:: Entries shown

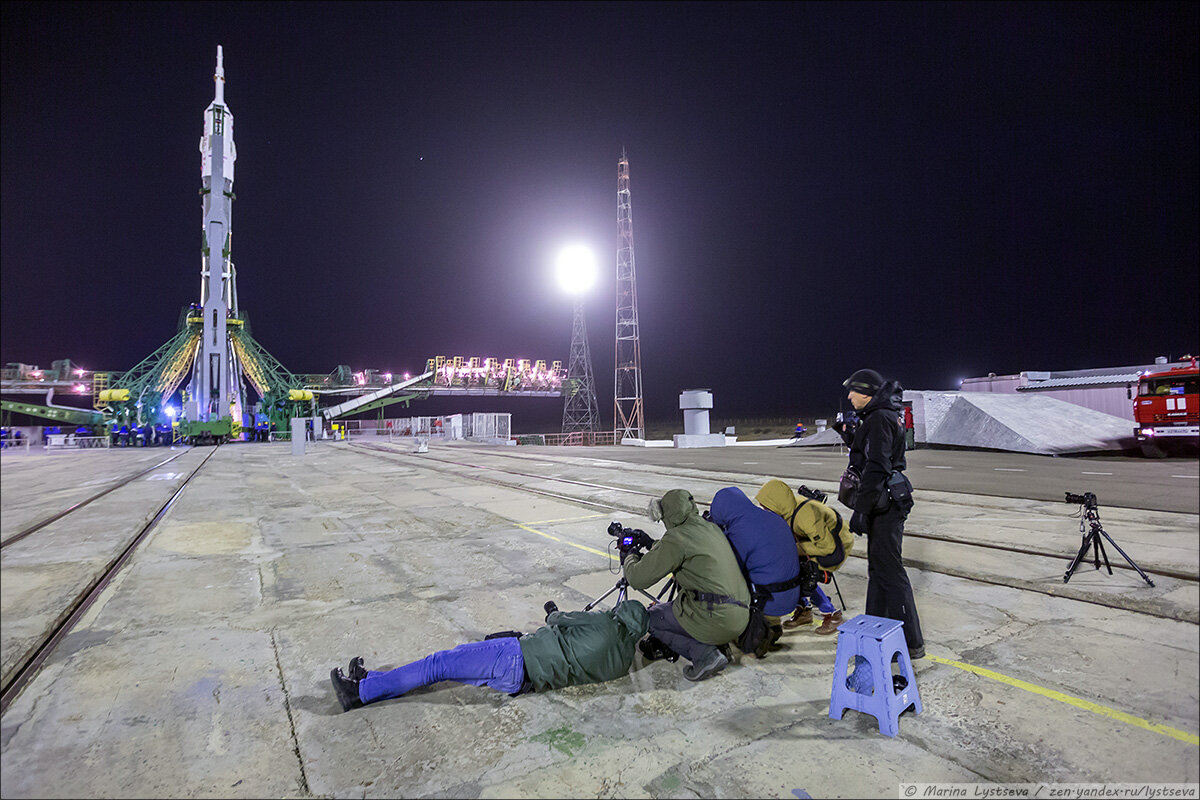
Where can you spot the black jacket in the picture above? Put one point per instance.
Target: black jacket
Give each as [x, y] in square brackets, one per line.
[879, 445]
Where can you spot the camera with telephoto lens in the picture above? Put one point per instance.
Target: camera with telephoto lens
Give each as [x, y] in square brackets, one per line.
[1087, 499]
[813, 494]
[810, 576]
[629, 540]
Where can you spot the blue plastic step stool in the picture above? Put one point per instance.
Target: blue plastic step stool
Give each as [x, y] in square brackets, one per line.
[877, 641]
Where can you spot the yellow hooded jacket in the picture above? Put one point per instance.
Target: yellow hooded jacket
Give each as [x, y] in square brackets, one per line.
[816, 527]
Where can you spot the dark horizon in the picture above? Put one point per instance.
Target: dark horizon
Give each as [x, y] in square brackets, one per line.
[936, 191]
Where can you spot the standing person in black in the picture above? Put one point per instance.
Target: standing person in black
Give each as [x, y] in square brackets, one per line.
[876, 452]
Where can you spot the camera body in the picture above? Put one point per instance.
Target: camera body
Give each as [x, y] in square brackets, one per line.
[1087, 499]
[629, 540]
[810, 576]
[813, 494]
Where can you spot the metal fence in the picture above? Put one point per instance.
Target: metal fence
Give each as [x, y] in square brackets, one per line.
[576, 439]
[72, 441]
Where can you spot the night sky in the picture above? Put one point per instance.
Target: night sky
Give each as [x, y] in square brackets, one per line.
[934, 191]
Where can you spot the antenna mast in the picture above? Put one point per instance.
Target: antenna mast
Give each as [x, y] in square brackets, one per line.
[629, 417]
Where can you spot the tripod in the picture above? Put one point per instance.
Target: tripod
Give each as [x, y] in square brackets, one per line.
[622, 589]
[1091, 528]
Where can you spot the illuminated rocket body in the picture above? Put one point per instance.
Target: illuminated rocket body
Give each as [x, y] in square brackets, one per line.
[216, 385]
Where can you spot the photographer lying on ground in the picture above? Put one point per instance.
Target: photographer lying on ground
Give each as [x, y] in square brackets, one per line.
[573, 648]
[820, 535]
[712, 606]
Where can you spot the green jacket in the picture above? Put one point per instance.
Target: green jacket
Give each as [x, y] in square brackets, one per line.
[583, 647]
[701, 558]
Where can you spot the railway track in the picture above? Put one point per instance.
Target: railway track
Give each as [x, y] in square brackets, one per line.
[949, 540]
[1024, 560]
[36, 527]
[95, 585]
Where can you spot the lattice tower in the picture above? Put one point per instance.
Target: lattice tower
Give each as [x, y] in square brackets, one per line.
[580, 409]
[629, 417]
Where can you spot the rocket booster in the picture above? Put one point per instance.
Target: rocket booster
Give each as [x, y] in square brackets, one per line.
[215, 380]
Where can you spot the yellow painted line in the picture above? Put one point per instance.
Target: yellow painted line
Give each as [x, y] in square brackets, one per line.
[551, 522]
[1087, 705]
[552, 537]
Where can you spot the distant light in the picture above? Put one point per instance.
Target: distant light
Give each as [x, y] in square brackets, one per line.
[576, 269]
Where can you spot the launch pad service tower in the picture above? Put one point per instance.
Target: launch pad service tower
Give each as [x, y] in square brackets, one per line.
[215, 390]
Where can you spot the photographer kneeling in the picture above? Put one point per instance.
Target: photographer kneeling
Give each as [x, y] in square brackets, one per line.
[768, 555]
[712, 607]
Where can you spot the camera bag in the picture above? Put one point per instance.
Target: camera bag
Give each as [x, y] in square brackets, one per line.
[900, 489]
[756, 629]
[847, 487]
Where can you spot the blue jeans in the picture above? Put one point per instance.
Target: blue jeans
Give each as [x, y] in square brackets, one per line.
[819, 599]
[493, 662]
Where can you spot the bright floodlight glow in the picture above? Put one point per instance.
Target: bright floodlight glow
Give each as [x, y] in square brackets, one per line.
[576, 269]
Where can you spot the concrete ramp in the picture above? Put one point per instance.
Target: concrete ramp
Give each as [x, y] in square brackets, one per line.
[827, 437]
[1017, 422]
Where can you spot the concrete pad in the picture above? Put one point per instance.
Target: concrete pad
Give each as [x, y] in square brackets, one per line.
[205, 669]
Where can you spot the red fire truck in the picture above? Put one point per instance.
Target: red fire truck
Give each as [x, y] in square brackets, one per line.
[1168, 409]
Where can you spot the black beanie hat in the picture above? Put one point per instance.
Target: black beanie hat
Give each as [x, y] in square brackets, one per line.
[864, 382]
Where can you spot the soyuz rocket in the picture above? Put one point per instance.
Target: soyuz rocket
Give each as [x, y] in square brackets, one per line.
[216, 380]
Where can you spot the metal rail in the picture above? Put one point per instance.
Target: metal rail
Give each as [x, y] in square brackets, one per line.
[23, 674]
[119, 483]
[949, 540]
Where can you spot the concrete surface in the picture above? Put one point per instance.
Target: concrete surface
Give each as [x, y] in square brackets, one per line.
[204, 672]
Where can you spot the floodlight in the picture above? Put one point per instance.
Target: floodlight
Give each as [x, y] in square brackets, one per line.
[576, 269]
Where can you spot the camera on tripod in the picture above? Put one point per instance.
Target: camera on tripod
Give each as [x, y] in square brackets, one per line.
[630, 540]
[1092, 530]
[1087, 499]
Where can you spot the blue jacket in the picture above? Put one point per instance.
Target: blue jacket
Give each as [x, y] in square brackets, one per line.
[763, 543]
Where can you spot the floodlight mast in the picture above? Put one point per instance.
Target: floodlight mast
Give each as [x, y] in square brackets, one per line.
[580, 408]
[629, 417]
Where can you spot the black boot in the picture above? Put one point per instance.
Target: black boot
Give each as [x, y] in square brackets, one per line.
[653, 649]
[346, 689]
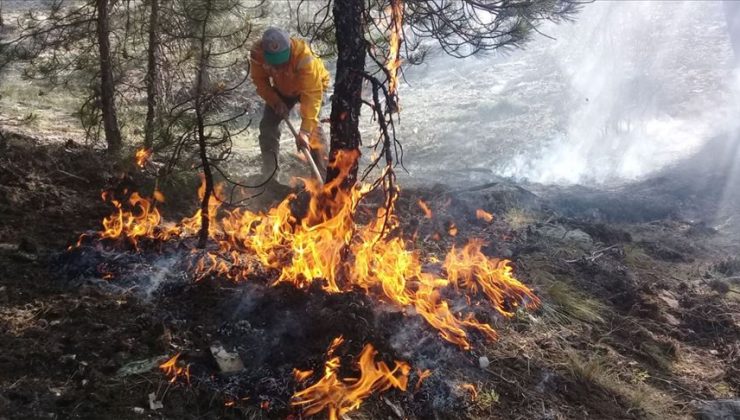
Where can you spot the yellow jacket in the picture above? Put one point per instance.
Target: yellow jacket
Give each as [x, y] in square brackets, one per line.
[304, 76]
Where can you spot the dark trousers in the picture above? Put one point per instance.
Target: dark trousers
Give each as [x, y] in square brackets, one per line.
[269, 139]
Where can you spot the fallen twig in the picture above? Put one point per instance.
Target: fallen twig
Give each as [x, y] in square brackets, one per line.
[594, 255]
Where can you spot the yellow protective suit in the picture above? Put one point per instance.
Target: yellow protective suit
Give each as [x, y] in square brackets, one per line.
[303, 76]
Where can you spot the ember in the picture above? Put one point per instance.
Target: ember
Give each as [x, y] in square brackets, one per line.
[314, 249]
[171, 369]
[341, 395]
[484, 215]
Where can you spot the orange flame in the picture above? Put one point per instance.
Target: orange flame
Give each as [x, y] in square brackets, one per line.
[481, 214]
[326, 246]
[302, 375]
[423, 374]
[142, 156]
[425, 208]
[472, 390]
[171, 369]
[341, 395]
[394, 48]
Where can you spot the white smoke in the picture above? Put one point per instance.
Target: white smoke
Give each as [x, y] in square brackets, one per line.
[627, 89]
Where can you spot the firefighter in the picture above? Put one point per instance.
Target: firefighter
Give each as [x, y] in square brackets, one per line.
[286, 72]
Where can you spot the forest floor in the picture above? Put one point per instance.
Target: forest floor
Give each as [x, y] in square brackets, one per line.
[639, 318]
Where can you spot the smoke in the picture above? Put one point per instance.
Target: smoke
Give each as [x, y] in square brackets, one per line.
[627, 89]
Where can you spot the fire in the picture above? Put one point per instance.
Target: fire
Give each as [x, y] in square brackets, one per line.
[142, 156]
[302, 375]
[472, 390]
[425, 208]
[171, 369]
[481, 214]
[327, 246]
[394, 49]
[423, 374]
[341, 395]
[142, 222]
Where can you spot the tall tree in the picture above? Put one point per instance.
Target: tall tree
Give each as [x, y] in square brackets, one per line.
[68, 43]
[152, 96]
[107, 89]
[347, 99]
[364, 30]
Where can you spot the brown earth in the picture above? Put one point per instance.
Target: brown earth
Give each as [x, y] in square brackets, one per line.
[639, 318]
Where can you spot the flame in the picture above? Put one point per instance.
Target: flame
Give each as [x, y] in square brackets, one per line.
[425, 208]
[171, 369]
[472, 390]
[341, 395]
[302, 375]
[326, 246]
[142, 156]
[423, 374]
[141, 222]
[394, 49]
[481, 214]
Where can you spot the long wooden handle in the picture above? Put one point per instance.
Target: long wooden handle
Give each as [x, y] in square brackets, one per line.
[306, 153]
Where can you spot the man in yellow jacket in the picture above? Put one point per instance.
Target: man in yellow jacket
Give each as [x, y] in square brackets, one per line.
[285, 71]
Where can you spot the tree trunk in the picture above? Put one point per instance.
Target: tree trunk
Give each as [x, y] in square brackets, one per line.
[107, 90]
[151, 74]
[347, 99]
[200, 123]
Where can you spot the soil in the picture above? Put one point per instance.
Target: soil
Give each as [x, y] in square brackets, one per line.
[640, 316]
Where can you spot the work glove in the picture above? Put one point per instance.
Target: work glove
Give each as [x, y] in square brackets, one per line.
[301, 140]
[281, 109]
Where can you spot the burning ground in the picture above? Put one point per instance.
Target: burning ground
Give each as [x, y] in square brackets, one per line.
[627, 318]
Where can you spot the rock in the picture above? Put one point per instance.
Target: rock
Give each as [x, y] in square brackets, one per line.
[670, 299]
[719, 410]
[227, 362]
[671, 320]
[483, 362]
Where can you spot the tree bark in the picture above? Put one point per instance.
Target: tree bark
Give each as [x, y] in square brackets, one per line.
[347, 99]
[200, 123]
[151, 74]
[107, 90]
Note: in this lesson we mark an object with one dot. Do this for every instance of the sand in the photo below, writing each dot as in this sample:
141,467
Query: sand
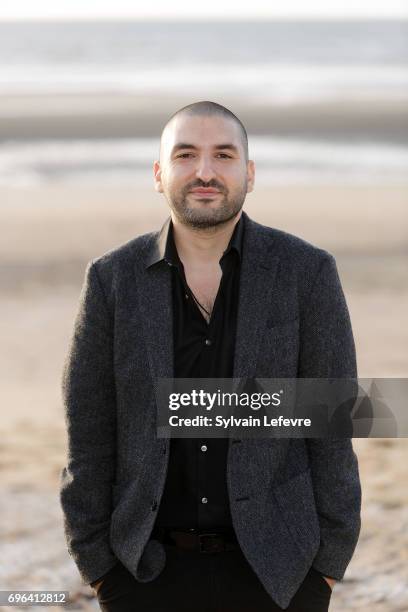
48,235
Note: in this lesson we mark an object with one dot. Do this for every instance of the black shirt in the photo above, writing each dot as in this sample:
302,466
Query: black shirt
195,493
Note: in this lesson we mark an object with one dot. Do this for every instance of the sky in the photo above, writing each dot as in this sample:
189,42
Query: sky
211,9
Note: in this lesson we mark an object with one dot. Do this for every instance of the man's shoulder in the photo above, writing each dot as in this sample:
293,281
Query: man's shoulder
125,254
291,247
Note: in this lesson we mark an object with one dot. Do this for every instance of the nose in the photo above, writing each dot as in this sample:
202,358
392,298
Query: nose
204,170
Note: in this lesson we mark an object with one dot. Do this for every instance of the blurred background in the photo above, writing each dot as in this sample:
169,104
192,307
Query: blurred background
84,94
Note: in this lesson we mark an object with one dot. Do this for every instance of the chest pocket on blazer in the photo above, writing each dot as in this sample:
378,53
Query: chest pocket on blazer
284,328
278,355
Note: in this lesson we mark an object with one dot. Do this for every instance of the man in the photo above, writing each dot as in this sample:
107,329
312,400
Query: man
218,525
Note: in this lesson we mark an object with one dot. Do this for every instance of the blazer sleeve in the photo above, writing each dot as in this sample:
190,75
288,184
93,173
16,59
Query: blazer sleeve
328,351
88,391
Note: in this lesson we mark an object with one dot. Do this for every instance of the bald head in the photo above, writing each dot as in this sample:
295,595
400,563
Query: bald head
205,109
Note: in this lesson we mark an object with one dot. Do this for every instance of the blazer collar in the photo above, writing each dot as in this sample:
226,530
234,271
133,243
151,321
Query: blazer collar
164,247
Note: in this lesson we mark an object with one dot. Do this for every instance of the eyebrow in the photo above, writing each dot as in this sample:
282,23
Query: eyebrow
185,145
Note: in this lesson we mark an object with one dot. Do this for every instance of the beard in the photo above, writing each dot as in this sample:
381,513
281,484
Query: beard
206,214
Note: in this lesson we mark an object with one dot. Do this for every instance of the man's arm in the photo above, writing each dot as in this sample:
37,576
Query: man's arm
327,351
88,391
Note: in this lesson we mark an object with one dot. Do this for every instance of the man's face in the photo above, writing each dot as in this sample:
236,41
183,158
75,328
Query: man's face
202,171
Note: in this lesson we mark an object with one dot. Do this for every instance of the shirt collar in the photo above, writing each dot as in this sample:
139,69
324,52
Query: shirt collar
166,248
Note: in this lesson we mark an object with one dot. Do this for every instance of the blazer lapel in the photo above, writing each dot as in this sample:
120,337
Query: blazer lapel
258,272
153,278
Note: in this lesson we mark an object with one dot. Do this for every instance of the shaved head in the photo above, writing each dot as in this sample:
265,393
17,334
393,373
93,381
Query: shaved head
206,109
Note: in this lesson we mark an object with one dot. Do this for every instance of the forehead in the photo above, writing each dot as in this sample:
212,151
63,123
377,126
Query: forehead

::::

The problem |
What lines above contain "tree"? Copy them out.

Response box |
Where can you spot the tall tree in the picture above? Put one point per instance.
Target: tall tree
Where can you spot the tree trunk in the picture above? Put one point per instance.
Target: tree trunk
Where can you spot the tree bark in the picture above? Put one point per instance.
Target: tree bark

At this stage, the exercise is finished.